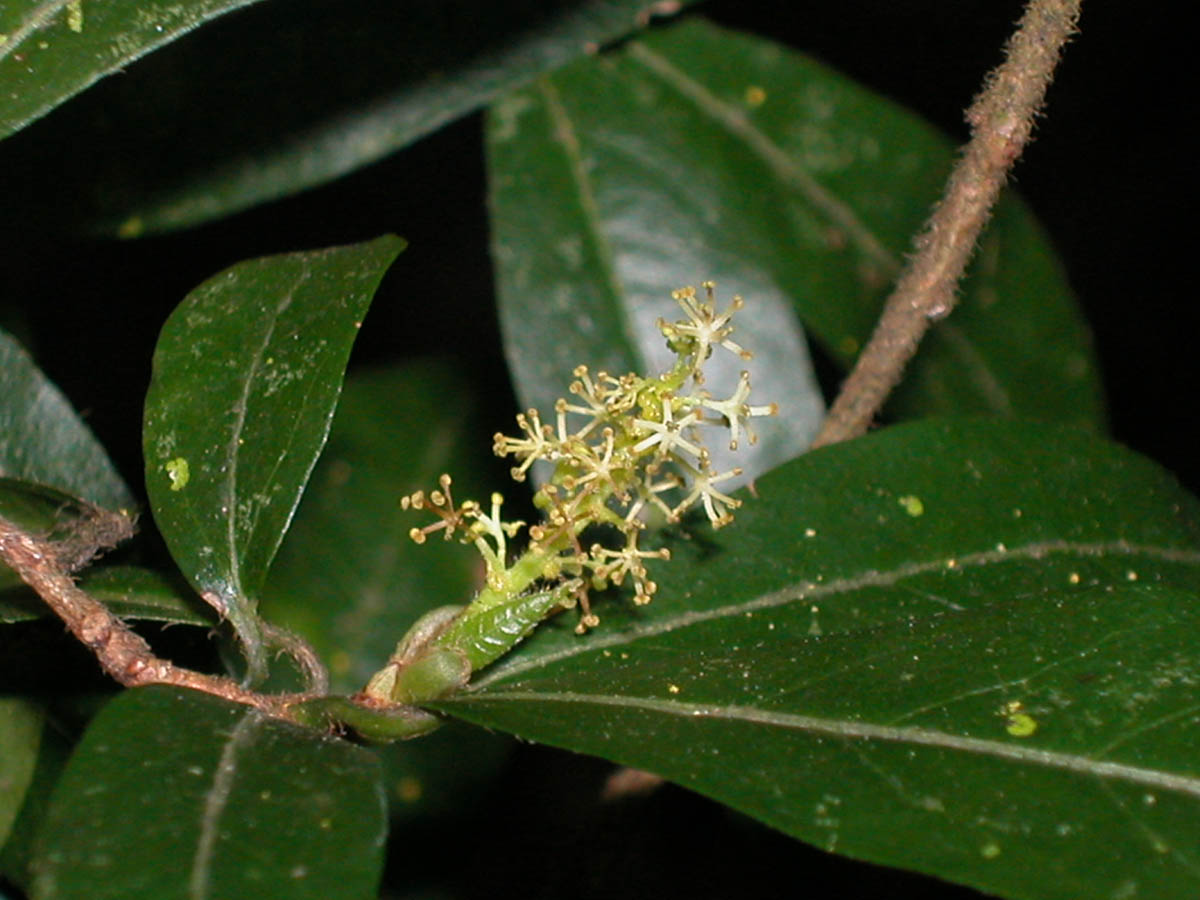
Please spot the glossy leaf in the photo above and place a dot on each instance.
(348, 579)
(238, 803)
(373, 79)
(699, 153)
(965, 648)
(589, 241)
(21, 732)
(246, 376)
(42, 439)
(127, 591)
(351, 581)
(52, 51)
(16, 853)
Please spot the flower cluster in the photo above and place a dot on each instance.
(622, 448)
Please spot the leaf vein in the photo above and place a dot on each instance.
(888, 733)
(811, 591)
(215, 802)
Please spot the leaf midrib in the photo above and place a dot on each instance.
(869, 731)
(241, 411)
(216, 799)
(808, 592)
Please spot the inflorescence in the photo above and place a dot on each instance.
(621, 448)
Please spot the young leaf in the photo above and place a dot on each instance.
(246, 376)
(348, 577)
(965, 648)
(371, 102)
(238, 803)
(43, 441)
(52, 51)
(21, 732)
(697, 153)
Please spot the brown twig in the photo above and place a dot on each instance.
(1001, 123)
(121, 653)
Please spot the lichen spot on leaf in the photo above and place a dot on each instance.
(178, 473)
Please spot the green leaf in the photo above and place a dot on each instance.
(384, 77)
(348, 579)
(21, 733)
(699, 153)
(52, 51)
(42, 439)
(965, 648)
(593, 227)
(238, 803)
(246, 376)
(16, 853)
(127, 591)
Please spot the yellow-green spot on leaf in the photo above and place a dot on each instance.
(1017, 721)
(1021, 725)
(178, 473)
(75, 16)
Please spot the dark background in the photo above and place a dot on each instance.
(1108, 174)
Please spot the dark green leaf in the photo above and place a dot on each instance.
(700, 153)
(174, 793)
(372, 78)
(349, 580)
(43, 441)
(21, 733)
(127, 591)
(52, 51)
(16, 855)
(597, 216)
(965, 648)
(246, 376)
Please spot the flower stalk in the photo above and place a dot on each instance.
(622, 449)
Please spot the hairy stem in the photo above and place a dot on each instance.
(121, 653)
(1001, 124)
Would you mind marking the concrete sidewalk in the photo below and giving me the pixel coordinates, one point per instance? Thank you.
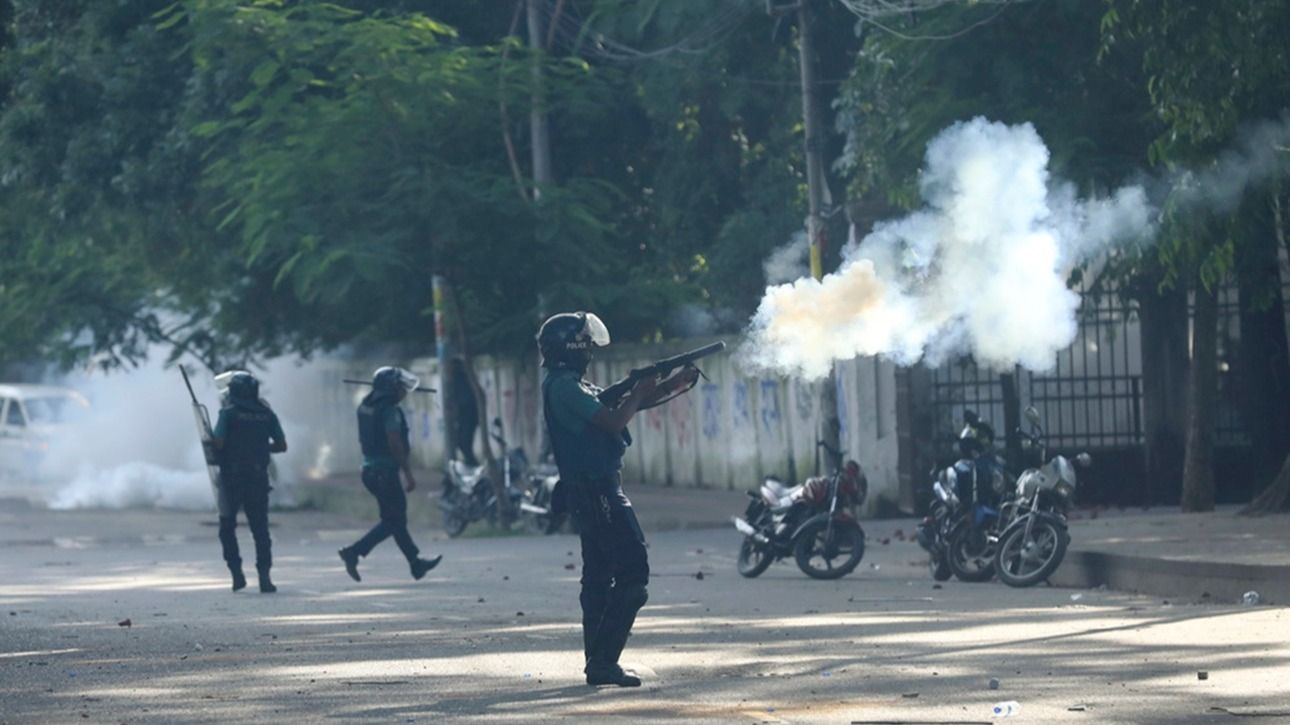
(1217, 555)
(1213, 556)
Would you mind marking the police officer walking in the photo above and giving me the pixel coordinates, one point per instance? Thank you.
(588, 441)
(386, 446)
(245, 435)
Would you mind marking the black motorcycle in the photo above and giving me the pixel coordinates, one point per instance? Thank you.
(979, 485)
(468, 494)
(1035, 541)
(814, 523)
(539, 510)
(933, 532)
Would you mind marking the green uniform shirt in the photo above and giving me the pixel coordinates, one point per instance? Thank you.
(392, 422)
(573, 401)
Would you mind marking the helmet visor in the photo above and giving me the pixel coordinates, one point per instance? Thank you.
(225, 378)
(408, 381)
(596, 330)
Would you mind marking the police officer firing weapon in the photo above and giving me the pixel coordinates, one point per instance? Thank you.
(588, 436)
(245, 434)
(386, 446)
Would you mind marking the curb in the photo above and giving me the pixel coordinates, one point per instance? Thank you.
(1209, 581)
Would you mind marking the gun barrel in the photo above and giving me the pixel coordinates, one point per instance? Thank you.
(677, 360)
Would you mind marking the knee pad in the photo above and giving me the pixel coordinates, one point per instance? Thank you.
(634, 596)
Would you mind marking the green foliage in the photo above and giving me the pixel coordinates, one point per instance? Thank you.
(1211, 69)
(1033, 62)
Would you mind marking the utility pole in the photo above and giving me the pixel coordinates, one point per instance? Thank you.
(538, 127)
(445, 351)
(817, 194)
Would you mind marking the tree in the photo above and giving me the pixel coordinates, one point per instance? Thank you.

═══

Rewrite all of the records above, swapping "photo" for "image" everywhere it occurs and keeping everything else the same. Leave the pictures out of your answer.

Please spot the glossy leaf in the image above and place a dot on each instance.
(348, 579)
(238, 803)
(373, 79)
(699, 153)
(965, 648)
(589, 241)
(21, 732)
(246, 376)
(42, 439)
(127, 591)
(351, 581)
(52, 51)
(16, 853)
Please spot the flower cluster in the image above and place a dot on each instance.
(622, 448)
Please spot the leaf vein in the image above and place a dot on each instance.
(888, 733)
(811, 591)
(215, 802)
Please spot the leaf midrib in the image above and place a dot on each instance.
(869, 731)
(241, 411)
(216, 799)
(808, 592)
Please spot the inflorescence in the image above and place a dot on each instance.
(621, 448)
Please spot the young leaf in the image above and place a dot on each instance.
(246, 376)
(348, 577)
(965, 648)
(371, 102)
(238, 803)
(43, 441)
(52, 51)
(21, 732)
(697, 153)
Please spot the brown twig in the image above and place a dot on each instance.
(1001, 123)
(121, 653)
Please spot the lichen spot on leaf in the image above and place a dot on each instance.
(178, 473)
Please spot the green leaf in the image above and place a dot on each instance.
(384, 77)
(348, 579)
(21, 733)
(699, 153)
(52, 51)
(42, 439)
(965, 648)
(593, 227)
(238, 803)
(246, 376)
(16, 853)
(127, 591)
Please spot the yellow-green spot on leaf in the image above and place a dot on each instance.
(1017, 721)
(1021, 725)
(178, 473)
(75, 16)
Please spot the dark background in the image above and place a dot on each instance.
(1108, 174)
Please spot the dark green leaf in the image above and place a dot on each instance.
(700, 153)
(174, 793)
(372, 78)
(349, 580)
(43, 441)
(21, 733)
(127, 591)
(52, 51)
(16, 855)
(597, 216)
(965, 648)
(246, 376)
Please spot the flower stalk in the image above and place a dot on each instance.
(622, 449)
Please spot the hairy stem in the image above and place a dot on each instance.
(121, 653)
(1001, 124)
Would you mind marking the concrete sidewalk in the image below and giving me the pixel coordinates, one point per instance? Thank you.
(1217, 555)
(1213, 556)
Would you mind marking the police officer walking in the image above and giving me the pixel coordinates, one point per instance? Thank you.
(588, 441)
(386, 446)
(245, 435)
Would you mind marking the black motorcycle in the image above and giving me the pixel coordinates, one point per instance? Thank you.
(979, 485)
(468, 494)
(1035, 541)
(814, 523)
(539, 510)
(933, 532)
Would you mind marking the green uniform shirt in the image above and giving me the pixel coordinates, one point per instance? Thank you.
(392, 422)
(573, 401)
Would you mind marking the helmet visor in the image above and giving me the pixel coordinates, one point per instance? Thank you.
(225, 378)
(408, 381)
(596, 330)
Would you mind marking the police officer firing weapon in the image above and giving me the pixel coordinates, one point per instance? Thank you.
(588, 436)
(245, 434)
(386, 446)
Would you mind marking the curb in the image above and giving me the pixel coordinates, one point per instance? Thank you.
(1209, 581)
Would you mind marking the gun barrel in the image above and giving me the pixel coordinates, one point per instance? Thank you.
(677, 360)
Would you mind marking the knee pad in the image above and giving me the pixel coordinates, one point per instance? Thank you.
(634, 596)
Would you mind marking the green foliage in the image above and giving me the pixel coordinates, one point per instance? Thank you.
(1211, 69)
(1033, 62)
Would you mind marking the utility pole in the image above and giving me the pixel coordinates, one point per instance? Thank you.
(538, 127)
(445, 351)
(817, 194)
Would you mind marking the tree in the image above and giving me the pixel coordinates, one point per instance? Thank you.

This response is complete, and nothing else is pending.